### Exercise details
Rewrite the part of the listing that opens with the line containing "Where can you see the white building" and closes with the line containing "point(1163, 522)", substituting "gray building wall" for "white building wall" and leaving everything else unchanged. Return only those lines.
#### Supplied records ####
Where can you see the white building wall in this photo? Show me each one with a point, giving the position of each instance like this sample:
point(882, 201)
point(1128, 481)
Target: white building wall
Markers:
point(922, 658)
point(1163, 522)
####
#### Supplied records ####
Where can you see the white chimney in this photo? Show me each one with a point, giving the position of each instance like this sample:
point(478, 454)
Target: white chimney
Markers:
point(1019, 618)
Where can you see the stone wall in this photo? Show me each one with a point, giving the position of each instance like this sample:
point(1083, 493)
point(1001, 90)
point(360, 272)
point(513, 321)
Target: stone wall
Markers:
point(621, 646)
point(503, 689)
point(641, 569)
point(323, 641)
####
### Exercise response
Where can you see the gray building wall in this photo? Show me each one with a point, giving the position of each instance like this sample:
point(882, 201)
point(1128, 481)
Target: gray building wall
Markers:
point(922, 658)
point(1163, 522)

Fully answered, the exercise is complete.